TASK INPUT >>
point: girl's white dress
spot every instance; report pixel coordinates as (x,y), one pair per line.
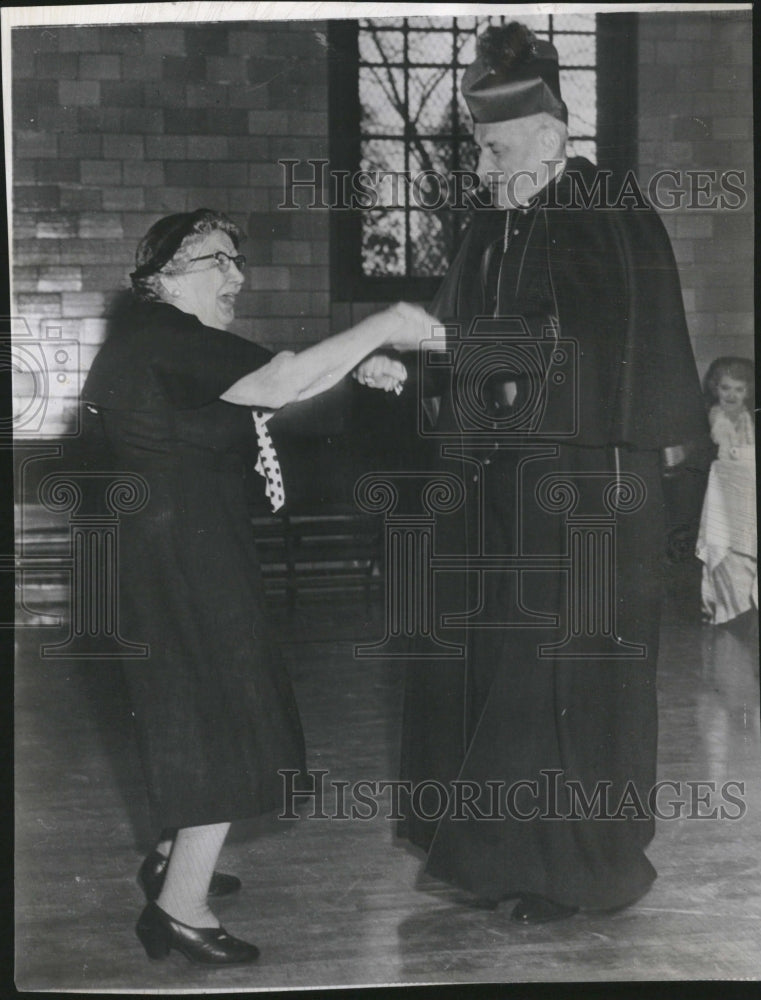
(727,537)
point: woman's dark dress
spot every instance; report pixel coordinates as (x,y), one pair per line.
(213,705)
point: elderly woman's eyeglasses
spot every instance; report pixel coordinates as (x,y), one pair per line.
(223,260)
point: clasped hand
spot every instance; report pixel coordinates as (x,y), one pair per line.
(415,325)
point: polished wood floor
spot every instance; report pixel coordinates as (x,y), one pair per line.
(334,902)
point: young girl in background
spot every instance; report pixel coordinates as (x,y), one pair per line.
(727,538)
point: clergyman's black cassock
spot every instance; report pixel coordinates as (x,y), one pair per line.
(549,731)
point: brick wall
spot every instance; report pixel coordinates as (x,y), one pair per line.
(696,113)
(115,126)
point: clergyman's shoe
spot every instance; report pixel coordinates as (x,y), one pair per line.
(153,870)
(538,910)
(159,933)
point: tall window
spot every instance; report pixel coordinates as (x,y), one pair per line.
(397,108)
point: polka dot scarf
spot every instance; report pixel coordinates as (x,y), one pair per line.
(268,465)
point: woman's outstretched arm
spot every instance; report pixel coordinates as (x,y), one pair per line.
(290,377)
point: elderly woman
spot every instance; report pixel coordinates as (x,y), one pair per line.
(184,403)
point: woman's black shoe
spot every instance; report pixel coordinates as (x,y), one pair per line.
(538,910)
(152,871)
(159,933)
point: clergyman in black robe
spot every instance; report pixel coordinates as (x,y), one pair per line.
(569,372)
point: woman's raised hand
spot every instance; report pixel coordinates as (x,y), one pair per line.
(415,325)
(379,371)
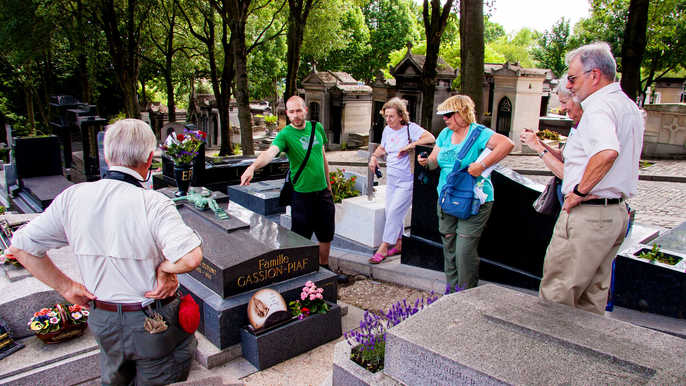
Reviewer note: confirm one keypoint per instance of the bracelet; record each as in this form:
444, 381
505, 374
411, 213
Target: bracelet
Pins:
577, 192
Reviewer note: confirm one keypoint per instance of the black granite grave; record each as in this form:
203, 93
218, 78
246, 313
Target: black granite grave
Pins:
261, 197
653, 287
514, 226
285, 342
241, 255
217, 175
39, 172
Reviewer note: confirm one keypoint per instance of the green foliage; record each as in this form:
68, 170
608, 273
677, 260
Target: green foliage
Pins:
342, 187
548, 134
552, 47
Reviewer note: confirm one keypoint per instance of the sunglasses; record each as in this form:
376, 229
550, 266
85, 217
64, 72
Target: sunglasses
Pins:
572, 78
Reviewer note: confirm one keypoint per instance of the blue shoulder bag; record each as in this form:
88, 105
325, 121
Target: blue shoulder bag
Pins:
457, 196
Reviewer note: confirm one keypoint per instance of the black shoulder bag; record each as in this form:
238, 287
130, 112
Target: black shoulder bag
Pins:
286, 196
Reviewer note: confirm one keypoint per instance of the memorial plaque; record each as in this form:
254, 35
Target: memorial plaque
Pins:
267, 308
261, 197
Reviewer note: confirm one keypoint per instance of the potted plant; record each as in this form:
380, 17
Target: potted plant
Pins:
182, 152
366, 344
342, 187
57, 324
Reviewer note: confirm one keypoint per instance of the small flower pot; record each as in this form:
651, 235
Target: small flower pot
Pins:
183, 173
66, 333
292, 339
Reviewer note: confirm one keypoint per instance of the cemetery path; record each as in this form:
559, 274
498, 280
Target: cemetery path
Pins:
659, 203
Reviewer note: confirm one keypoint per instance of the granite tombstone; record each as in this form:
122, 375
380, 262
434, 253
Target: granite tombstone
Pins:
241, 255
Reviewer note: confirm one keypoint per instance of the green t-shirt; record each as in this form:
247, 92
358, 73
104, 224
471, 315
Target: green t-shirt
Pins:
294, 143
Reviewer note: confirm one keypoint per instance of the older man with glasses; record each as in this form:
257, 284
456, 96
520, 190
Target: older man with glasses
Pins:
600, 173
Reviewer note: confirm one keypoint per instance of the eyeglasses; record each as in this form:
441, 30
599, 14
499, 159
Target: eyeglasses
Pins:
572, 78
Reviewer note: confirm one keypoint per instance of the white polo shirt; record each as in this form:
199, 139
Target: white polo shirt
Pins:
120, 233
610, 121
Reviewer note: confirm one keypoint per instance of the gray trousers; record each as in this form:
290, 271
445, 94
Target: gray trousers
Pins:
131, 355
460, 239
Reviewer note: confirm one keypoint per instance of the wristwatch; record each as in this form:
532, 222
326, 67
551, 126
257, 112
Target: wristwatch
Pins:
577, 192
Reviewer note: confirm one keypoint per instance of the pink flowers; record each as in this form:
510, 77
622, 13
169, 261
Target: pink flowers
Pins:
311, 302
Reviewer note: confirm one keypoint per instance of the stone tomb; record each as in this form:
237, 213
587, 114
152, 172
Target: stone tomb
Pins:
654, 286
240, 256
261, 197
494, 335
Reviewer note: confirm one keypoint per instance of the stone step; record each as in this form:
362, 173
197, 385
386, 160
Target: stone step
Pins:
68, 363
494, 335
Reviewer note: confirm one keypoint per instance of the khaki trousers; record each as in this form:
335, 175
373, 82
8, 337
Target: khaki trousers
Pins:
578, 262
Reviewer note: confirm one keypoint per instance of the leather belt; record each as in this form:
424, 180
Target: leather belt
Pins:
126, 307
602, 201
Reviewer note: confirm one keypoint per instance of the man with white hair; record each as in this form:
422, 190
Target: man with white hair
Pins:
600, 173
129, 244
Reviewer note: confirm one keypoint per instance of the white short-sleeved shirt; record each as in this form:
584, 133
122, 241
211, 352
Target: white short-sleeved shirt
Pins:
120, 233
394, 140
611, 121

TASK DIRECTIONS >>
If a line in the records holds the string "trousers", copy it.

OUTPUT >>
Reviewer note: confirm one keypoint per instance of the gray trousers; record each as in this form:
Target: gray trousers
Reviewer note: confirm one keypoint per instance of the khaki trousers; record each as in this form:
Target: khaki trousers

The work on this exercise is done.